- **Extrait**:
Je ne sais si l’anonyme prend lui-même au sérieux son audacieuse assertion. Peut-il ignorer qu’il a fallu beaucoup de temps et des circonstances toutes particulières pour amener un rapprochement entre la république française et l’empire russe ? La forme de nos institutions inspire à l’empereur Alexandre III une antipathie instinctive ; que de préventions, que de préjugés il a dû vaincre avant de consentir à faire jouer la Marseillaise par la musique de sa garde ! De son côté, la France se défiait beaucoup des avances que pouvait lui faire tel diplomate ou tel général russe de passage à Paris. Elle doutait de la sincérité de leurs protestations, elle n’y voyait que des coquetteries intéressées et l’intention d’éveiller la jalousie du cabinet de Berlin, de ressusciter ainsi de vieilles amours qui se mouraient ; c’était ce qu’un diplomate de beaucoup d’esprit appelait « la politique des cantharides. » Longtemps, notre gouvernement s’est tenu sur la défensive ; il joignait aux inquiétudes les scrupules d’une conscience timorée et l’horreur de toute démarche qui aurait pu le compromettre. M. de Bismarck nous comparait alors à une très honnête femme, dénonçant elle-même à son mari les intrigues d’un séducteur qui a juré de corrompre sa vertu.

- **Liste**:
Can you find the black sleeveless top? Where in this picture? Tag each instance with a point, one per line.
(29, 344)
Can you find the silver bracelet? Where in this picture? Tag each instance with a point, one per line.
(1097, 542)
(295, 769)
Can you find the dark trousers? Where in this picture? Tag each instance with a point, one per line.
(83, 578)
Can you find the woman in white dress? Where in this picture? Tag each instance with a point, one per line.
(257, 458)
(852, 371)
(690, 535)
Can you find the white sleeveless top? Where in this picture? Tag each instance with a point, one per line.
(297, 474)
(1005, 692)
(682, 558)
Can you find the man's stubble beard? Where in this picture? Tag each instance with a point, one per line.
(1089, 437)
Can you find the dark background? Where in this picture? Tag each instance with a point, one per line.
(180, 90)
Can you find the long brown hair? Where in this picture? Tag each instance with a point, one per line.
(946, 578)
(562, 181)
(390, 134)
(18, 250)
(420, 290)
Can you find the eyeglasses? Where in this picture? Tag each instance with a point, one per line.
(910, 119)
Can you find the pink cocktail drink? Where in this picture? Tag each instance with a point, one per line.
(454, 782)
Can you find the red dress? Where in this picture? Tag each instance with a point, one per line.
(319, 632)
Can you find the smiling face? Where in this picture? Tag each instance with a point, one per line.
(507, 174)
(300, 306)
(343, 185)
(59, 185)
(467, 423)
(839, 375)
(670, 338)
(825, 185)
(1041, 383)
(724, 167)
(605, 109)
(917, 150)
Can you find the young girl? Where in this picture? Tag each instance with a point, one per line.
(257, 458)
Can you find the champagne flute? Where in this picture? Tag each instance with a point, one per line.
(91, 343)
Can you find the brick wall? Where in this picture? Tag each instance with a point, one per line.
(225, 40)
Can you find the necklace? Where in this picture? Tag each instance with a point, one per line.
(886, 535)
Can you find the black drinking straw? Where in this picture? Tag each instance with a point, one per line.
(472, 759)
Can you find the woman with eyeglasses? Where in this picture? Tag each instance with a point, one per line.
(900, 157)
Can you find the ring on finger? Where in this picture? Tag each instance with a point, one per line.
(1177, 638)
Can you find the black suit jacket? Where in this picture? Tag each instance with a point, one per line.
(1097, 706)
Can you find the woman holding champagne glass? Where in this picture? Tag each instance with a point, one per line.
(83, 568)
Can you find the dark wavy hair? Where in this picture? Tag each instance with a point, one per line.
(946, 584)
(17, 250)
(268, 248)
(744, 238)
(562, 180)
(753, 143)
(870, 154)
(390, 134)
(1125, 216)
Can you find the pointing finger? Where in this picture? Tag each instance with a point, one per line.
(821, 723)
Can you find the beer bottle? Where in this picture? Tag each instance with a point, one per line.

- **Votre objectif**:
Résumez en deux phrases l'extrait consacré au rapprochement entre la France et la Russie.

- **Réponse**:
Le rapprochement entre la république française et l'empire russe a exigé beaucoup de temps et des circonstances toutes particulières, l'empereur Alexandre III ayant dû vaincre une antipathie instinctive envers les institutions françaises. De son côté, la France se défiait des avances russes, qu'elle prenait pour des coquetteries intéressées visant à éveiller la jalousie du cabinet de Berlin, et son gouvernement s'est longtemps tenu sur la défensive.